## Task statement
What follows is a listing. Return every line of it exactly.

== Exercise inputs ==

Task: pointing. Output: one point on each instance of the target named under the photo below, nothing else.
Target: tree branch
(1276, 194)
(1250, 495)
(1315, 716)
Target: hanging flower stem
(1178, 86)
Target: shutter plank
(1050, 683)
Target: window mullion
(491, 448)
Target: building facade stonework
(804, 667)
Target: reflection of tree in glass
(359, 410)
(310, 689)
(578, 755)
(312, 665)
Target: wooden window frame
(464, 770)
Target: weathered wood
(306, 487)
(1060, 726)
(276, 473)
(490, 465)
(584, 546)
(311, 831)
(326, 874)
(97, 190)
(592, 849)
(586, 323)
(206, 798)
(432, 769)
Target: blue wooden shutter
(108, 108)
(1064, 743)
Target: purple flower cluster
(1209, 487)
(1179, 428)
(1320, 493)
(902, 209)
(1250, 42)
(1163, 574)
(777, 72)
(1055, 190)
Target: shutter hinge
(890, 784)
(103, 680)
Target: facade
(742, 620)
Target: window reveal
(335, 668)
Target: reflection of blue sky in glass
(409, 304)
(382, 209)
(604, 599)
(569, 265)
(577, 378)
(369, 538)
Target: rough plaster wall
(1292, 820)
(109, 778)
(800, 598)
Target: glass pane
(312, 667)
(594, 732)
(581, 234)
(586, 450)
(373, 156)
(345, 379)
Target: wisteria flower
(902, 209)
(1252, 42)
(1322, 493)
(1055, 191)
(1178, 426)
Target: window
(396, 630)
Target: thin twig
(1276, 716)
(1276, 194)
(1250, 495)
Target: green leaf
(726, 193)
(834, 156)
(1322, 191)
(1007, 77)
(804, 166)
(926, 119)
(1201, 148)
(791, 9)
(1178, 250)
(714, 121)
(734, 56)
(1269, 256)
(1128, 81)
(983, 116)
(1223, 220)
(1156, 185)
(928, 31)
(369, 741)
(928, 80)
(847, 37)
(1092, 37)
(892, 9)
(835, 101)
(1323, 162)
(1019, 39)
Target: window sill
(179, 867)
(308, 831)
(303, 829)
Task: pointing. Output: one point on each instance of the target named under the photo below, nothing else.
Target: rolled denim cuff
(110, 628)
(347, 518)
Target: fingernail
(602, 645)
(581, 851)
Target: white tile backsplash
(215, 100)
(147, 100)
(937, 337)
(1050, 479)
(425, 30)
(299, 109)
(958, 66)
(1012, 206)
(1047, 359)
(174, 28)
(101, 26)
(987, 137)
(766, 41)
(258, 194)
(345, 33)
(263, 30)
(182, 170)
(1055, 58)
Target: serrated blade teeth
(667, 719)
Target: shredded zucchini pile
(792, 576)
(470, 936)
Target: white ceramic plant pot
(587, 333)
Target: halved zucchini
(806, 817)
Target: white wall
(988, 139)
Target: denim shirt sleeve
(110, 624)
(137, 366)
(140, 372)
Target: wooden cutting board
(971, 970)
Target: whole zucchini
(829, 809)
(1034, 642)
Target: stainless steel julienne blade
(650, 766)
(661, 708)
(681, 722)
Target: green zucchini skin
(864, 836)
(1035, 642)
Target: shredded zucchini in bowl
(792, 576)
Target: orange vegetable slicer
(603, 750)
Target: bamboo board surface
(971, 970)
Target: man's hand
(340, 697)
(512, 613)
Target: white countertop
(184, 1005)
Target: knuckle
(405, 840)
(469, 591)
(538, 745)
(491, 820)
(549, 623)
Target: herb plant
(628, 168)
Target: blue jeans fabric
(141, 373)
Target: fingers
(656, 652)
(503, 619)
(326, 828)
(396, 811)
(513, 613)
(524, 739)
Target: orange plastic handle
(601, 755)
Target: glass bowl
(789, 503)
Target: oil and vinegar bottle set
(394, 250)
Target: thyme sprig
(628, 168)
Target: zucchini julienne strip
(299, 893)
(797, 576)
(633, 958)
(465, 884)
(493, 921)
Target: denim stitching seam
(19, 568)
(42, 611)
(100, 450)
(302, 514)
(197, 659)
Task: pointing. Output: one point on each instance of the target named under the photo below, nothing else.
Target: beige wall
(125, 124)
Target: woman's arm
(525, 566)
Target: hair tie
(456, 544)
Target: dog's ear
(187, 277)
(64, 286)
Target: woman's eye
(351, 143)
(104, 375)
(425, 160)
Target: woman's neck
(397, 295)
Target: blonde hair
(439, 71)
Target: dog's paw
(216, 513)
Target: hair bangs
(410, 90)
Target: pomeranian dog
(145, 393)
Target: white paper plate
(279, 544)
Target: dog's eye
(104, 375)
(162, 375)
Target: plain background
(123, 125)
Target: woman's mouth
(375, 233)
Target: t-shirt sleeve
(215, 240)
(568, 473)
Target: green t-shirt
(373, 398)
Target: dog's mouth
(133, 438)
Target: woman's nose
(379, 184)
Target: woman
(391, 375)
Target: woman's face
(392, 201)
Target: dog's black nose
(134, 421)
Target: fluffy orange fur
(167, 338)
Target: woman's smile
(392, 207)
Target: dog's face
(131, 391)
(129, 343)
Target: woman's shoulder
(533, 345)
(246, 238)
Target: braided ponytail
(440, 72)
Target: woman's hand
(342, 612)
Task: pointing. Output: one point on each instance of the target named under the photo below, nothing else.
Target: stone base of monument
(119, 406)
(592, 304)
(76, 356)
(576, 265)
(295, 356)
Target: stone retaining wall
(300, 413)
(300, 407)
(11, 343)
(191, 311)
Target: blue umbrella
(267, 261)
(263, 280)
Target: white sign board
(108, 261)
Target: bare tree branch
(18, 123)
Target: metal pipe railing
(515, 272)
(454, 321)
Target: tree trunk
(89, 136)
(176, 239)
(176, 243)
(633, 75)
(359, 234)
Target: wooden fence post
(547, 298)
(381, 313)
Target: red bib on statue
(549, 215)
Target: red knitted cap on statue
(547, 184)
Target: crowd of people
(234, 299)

===

## Reply
Task: pointing. Output: one point on each instance of the target named under the photo below, nothing else.
Target: tree branch
(1276, 194)
(1250, 495)
(1315, 716)
Target: hanging flower stem
(1178, 86)
Target: shutter plank
(1050, 683)
Target: window mullion
(491, 448)
Target: building facade stonework
(804, 667)
Target: reflection of tree in glass
(359, 410)
(310, 689)
(578, 755)
(312, 665)
Target: wooden window frame
(464, 770)
Target: weathered wood
(306, 487)
(1060, 726)
(276, 473)
(490, 465)
(584, 546)
(311, 831)
(326, 874)
(97, 190)
(592, 849)
(586, 323)
(206, 798)
(432, 769)
Target: blue wooden shutter
(108, 108)
(1064, 743)
Target: purple flower cluster
(1209, 487)
(1179, 428)
(1320, 493)
(902, 209)
(1250, 42)
(1163, 574)
(777, 72)
(1055, 190)
Target: shutter hinge
(890, 784)
(103, 680)
Target: facade
(742, 620)
Target: window reveal
(335, 668)
Target: reflection of blue sky in glass
(409, 304)
(382, 209)
(604, 599)
(569, 265)
(577, 378)
(369, 538)
Target: rough plaster wall
(1292, 820)
(109, 778)
(800, 598)
Target: glass pane
(312, 667)
(594, 732)
(581, 234)
(586, 450)
(373, 156)
(345, 379)
Target: wisteria flower
(902, 209)
(1252, 42)
(1322, 493)
(1055, 191)
(1178, 426)
Target: window
(396, 630)
Target: thin twig
(1276, 716)
(1276, 194)
(1250, 495)
Target: green leaf
(726, 193)
(834, 156)
(1322, 191)
(1007, 77)
(804, 166)
(926, 119)
(1201, 148)
(791, 9)
(1178, 250)
(714, 121)
(734, 56)
(1269, 256)
(1128, 81)
(983, 116)
(1223, 220)
(1156, 185)
(928, 31)
(369, 741)
(928, 80)
(847, 37)
(1092, 37)
(892, 9)
(835, 101)
(1323, 162)
(1019, 39)
Target: window sill
(179, 867)
(308, 831)
(303, 829)
Task: pointing. Output: one point on each instance of the target named under the photo below, nothing else.
Target: rolled denim cuff
(110, 628)
(347, 518)
Target: fingernail
(602, 645)
(581, 851)
Target: white tile backsplash
(215, 100)
(147, 100)
(937, 337)
(1050, 479)
(425, 30)
(299, 109)
(958, 66)
(1012, 206)
(1047, 359)
(174, 28)
(101, 26)
(987, 137)
(766, 41)
(258, 194)
(345, 33)
(263, 30)
(182, 170)
(1055, 58)
Target: serrated blade teeth
(667, 719)
Target: shredded zucchini pile
(792, 576)
(470, 936)
Target: white ceramic plant pot
(587, 333)
Target: halved zucchini
(806, 817)
Target: white wall
(988, 139)
Target: denim shirt sleeve
(110, 624)
(137, 366)
(140, 372)
Target: wooden cutting board
(971, 970)
Target: whole zucchini
(829, 809)
(1034, 642)
Target: stainless steel julienne blade
(650, 766)
(661, 708)
(681, 722)
Target: green zucchini skin
(864, 836)
(1035, 642)
Target: shredded zucchini in bowl
(792, 576)
Target: orange vegetable slicer
(603, 750)
Target: bamboo board surface
(971, 970)
Target: man's hand
(340, 697)
(512, 613)
Target: white countertop
(184, 1005)
Target: knuckle
(405, 840)
(469, 591)
(538, 745)
(491, 820)
(549, 623)
Target: herb plant
(628, 168)
Target: blue jeans fabric
(141, 373)
Target: fingers
(656, 652)
(503, 619)
(326, 828)
(396, 811)
(513, 613)
(524, 739)
Target: orange plastic handle
(601, 755)
Target: glass bowl
(789, 503)
Target: oil and vinegar bottle set
(394, 250)
Target: thyme sprig
(628, 168)
Target: zucchini julienne strip
(299, 893)
(797, 576)
(633, 958)
(465, 884)
(493, 921)
Target: denim stitching seam
(19, 568)
(42, 611)
(100, 450)
(302, 514)
(197, 659)
Task: pointing. Output: one point on each instance of the target named under the photo below, nothing else.
Target: beige wall
(125, 124)
Target: woman's arm
(525, 566)
Target: hair tie
(456, 544)
Target: dog's ear
(187, 277)
(64, 286)
Target: woman's eye
(351, 143)
(104, 375)
(425, 160)
Target: woman's neck
(397, 295)
Target: blonde hair
(439, 71)
Target: dog's paw
(216, 513)
Target: hair bangs
(410, 90)
Target: pomeranian dog
(145, 393)
Target: white paper plate
(279, 544)
Target: dog's eye
(104, 375)
(162, 375)
Target: plain background
(123, 125)
Target: woman's mouth
(375, 233)
Target: t-shirt sleeve
(215, 240)
(568, 473)
Target: green t-shirt
(373, 398)
Target: dog's mouth
(133, 438)
Target: woman's nose
(379, 184)
Target: woman
(391, 375)
Target: woman's face
(392, 201)
Target: dog's black nose
(134, 421)
Target: fluffy orange fur
(167, 338)
Target: woman's smile
(392, 207)
Target: dog's face
(131, 391)
(129, 343)
Target: woman's shoulder
(533, 345)
(246, 238)
Target: braided ponytail
(440, 72)
Target: woman's hand
(342, 612)
Task: pointing. Output: one point on each instance of the target named under the photo below, nothing else.
Target: stone base of monument
(119, 406)
(592, 304)
(76, 356)
(576, 265)
(295, 356)
Target: stone retaining wall
(300, 413)
(300, 407)
(11, 343)
(191, 311)
Target: blue umbrella
(267, 261)
(263, 280)
Target: white sign board
(108, 261)
Target: bare tree branch
(18, 123)
Target: metal pipe railing
(515, 272)
(454, 321)
Target: tree trunk
(89, 136)
(176, 239)
(176, 243)
(633, 75)
(359, 234)
Target: wooden fence post
(547, 298)
(381, 313)
Target: red bib on statue
(549, 215)
Target: red knitted cap on statue
(547, 184)
Target: crowd of people
(234, 299)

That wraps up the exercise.